_Job:_ Would you transcribe the whole listing exactly, minus its pictures?

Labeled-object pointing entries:
----------
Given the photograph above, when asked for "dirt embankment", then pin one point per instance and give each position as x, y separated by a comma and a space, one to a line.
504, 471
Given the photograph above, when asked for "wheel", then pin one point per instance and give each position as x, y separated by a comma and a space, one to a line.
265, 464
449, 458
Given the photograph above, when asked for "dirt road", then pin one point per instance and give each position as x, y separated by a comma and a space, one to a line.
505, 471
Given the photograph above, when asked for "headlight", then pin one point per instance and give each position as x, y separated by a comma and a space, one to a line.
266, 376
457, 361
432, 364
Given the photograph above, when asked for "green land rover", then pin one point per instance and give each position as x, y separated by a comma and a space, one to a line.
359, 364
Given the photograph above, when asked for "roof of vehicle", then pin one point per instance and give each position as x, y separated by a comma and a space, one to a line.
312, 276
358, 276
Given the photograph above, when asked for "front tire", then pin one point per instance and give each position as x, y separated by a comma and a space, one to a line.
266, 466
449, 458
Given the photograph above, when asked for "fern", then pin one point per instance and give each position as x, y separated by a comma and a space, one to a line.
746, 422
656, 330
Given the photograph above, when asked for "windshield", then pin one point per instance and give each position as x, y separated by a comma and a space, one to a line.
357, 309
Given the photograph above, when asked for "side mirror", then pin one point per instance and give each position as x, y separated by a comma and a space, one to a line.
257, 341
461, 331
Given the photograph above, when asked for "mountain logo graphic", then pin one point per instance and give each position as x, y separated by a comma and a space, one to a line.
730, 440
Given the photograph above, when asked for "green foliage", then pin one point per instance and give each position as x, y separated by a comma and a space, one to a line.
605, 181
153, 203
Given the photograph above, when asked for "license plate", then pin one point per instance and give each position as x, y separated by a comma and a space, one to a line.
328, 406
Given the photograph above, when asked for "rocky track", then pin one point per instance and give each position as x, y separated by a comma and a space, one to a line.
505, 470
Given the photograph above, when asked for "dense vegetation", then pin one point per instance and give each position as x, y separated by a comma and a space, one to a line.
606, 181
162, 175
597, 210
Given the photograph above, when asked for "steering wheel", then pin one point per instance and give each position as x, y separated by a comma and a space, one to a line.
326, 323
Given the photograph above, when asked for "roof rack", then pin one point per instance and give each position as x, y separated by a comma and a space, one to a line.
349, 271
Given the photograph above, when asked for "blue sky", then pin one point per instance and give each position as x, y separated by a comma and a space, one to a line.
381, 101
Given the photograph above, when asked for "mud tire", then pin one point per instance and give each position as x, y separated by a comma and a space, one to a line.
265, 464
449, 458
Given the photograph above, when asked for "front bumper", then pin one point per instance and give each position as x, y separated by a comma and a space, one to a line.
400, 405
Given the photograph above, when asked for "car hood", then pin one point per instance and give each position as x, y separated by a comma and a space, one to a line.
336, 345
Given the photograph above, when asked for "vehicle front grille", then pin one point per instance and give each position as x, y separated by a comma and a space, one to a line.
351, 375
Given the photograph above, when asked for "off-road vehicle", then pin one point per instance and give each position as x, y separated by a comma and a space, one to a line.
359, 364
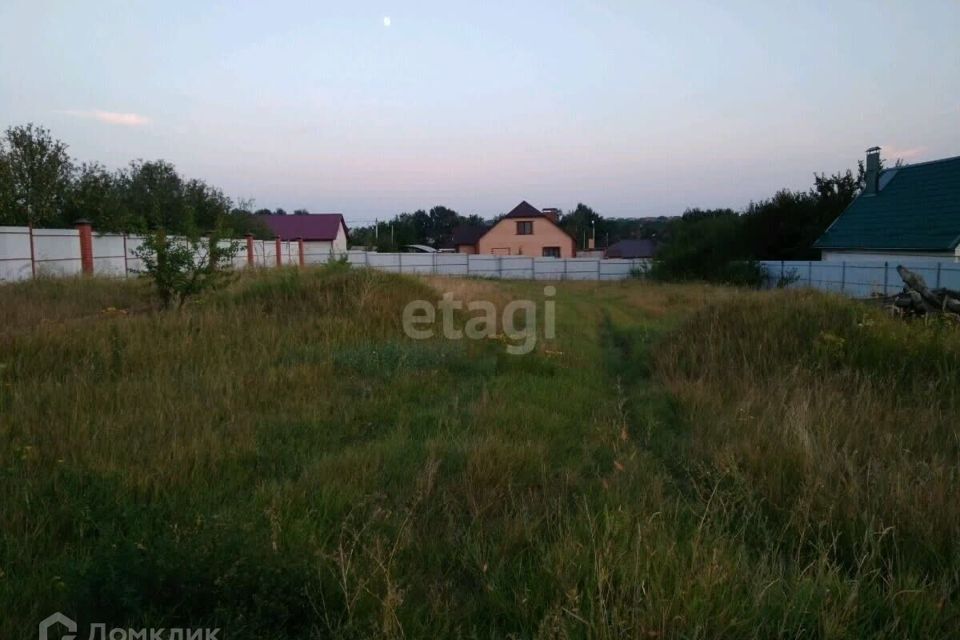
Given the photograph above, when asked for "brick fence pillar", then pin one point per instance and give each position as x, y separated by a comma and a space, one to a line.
86, 246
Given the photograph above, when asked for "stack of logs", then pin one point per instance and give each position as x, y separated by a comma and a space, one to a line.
917, 299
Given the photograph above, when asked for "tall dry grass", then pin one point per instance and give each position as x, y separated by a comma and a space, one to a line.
830, 430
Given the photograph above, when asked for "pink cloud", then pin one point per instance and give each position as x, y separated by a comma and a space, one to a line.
111, 117
893, 152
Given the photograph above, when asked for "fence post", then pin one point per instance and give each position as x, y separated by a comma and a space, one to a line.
33, 257
86, 246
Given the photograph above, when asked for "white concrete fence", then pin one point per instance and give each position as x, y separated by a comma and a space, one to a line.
861, 278
27, 253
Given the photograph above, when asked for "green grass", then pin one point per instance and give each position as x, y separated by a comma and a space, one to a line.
280, 461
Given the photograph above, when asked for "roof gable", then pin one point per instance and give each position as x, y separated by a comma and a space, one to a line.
638, 248
467, 234
526, 210
916, 208
313, 226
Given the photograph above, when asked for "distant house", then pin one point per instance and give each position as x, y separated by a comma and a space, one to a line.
322, 233
642, 248
910, 212
525, 231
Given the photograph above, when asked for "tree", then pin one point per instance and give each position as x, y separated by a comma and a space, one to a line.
7, 197
580, 223
154, 191
97, 195
707, 245
185, 267
207, 207
37, 174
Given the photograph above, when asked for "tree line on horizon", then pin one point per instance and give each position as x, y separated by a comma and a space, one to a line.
41, 185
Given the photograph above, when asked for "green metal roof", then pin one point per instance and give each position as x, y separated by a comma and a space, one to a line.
917, 207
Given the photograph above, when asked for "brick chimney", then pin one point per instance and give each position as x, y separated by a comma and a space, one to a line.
872, 172
552, 213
----------
_Output of the exercise:_
Given the photograph above, when asked for "dirt embankment", then pin one point per instance and give each position as x, y separated by a comma and a space, one to a line.
504, 471
Given the photograph above, when asked for "wheel", then pin one point per instance and give each position as x, y separated by a comma and a space, one to a line.
265, 464
449, 458
Given the photograph above, when asked for "dirt road", then pin one point per instance and give each position as x, y separated by a comma and a space, one to a line.
505, 471
Given the photograph above, when asked for "headlight", then pin one point per instance and give each position as x, y separated by a comma and a space, one to a line.
266, 376
457, 361
432, 364
Given the photograph above, when asked for "green land rover", then pin one point per instance and give each position as x, y separated by a comma and a space, one to a line.
359, 364
Given the photograph above, when asked for "roof of vehicle", then pin one point per instance and give each position as x, y separated by a comma and a space, one to a line.
312, 276
358, 276
Given the photograph above, when asked for "front tire", then pin one point per instance and give each position as x, y separated by a comma and a space, one to a line.
266, 466
449, 458
Given the photograph above, when asked for "fern", then pin one point per instance and give each position as x, y separated by a comma and a space, one to a line.
746, 422
656, 330
Given the photograph above, when asked for "windshield", then pin one point per instance and give each position as x, y separated by a comma and a space, one to a line.
357, 309
Given the photograph above, when asked for "side mirror", then pin one point per instance and give each position as x, y separated by a comma and a space, one to a line.
257, 341
461, 331
Given the photograph above, when asked for "mountain logo graphic", then pin one point per instance and give each position as x, y separated by a comma and a space, one to a line.
730, 440
Given the photograph above, when asked for "green foliage", then pin one point per instance and give each position as x, y separated by a comma and a space, one to a line.
605, 181
153, 203
Given the photograph above, when asked for "license plate", then pin one point per instance and give each position as x, y separated by a comma and a space, one to a line.
328, 406
Given the photograph above, when asked for "rocky track", then pin one point per instance and give each position as x, y separated by a comma and a space, one to a line.
505, 470
Given the photograph above, when asked for "dense vegetation", then pin one point per instance and give each position as x, y separated by a comma and a space, one to a line.
606, 181
162, 175
597, 210
Given the photograph above, when asked for "steering wheel", then pin one point per instance and give each position as x, y separated by a comma and a space, one to a line.
326, 323
Given the photograph above, when asked for "roof rack", then pin one point per instance and give each position as x, y separated by a comma and a space, one to a line.
349, 271
Given the photograph above, when asked for "blue sky", then pin one point per instance and give each position as x, y separated by a comma and a space, one to a line.
381, 101
Given the photograph above, when asked for "mud tire", then pin one point per instance and give each position as x, y separated by a comma and a space, one to a line.
265, 464
449, 458
Given the photograph above, when asked for "front bumper", then pin one point per instance and give each position as x, y separated by a comma and a space, one to a line.
400, 405
Given the photograph above, when asked for "car hood", then pin one point per instance and give each position as x, y separated by a comma and a space, one to a line.
336, 345
Given the photograph above, when asked for "vehicle front grille", then pin one point per instance and give each position as x, y separated by a comma and a space, one to a line.
351, 375
Given the photograph above, when asked for "off-road vehicle", then pin one point per instance and give each position as x, y separated by a comma and a space, one to a line.
359, 364
Given the photograph above, when asked for "brick fence pillar", then pin one point per instance and give each position as x, y separated by a comma and a space, one to a line.
86, 246
Given the photograph above, when asked for "stack of logs", then pin one point per instance and give each position as x, y separated by a comma and a space, one to a line.
917, 299
Given the photograph above, when asked for "tall dry grass", then pin one point per instance and give each position as x, y separated by a comma and a space, one to a line.
830, 430
Given the photograph above, when asked for "pink cloud", then pin one point per instance and give each position as x, y separated by a comma and a space, one to a line.
111, 117
893, 152
Given the photograph above, when asked for "fence post", then pin one point per instance and give each position as x, y separated by a comma and a space, one to a line.
33, 257
86, 246
Given the photograph above, when asked for "white concrete fence", then pin one point per instance and give each position as x, y separated by a comma and a space, one to a line.
861, 278
27, 253
Given the photograph above, when asked for "green grass", then pin one point per instance and give each position as x, y separated by a comma and a space, one to a line.
280, 461
Given the photograph above, when asked for "roof gable", then pin one point per instance and give each position as x, y separated by a comma and a space, one to a line.
638, 248
467, 234
526, 210
916, 208
313, 226
Given the photograph above, when asked for "distant house", then pin one point per instance and give each position as x, y separated by a comma and a space, one to a line.
322, 233
642, 248
910, 212
525, 231
Given the photograph above, when asked for "tree", then pin one point per instance and give each position as x, y separated by a comma and a space, one to a line.
7, 197
580, 223
154, 191
97, 195
707, 245
185, 267
207, 207
37, 174
Given the photograph above, when asked for "tree line on horizon", then pin one point per instance and give each position as x, y separated by a comma and a space, one to a line.
41, 185
Given the photograph above, when asked for "green metal roof", then pin one point per instance and give each position as x, y separated by a comma and a space, one to a line.
917, 207
Given the photograph above, when asked for "brick chimney", then pin one point per instance and give each position as x, y separated by a comma and a space, one to a line.
872, 172
552, 213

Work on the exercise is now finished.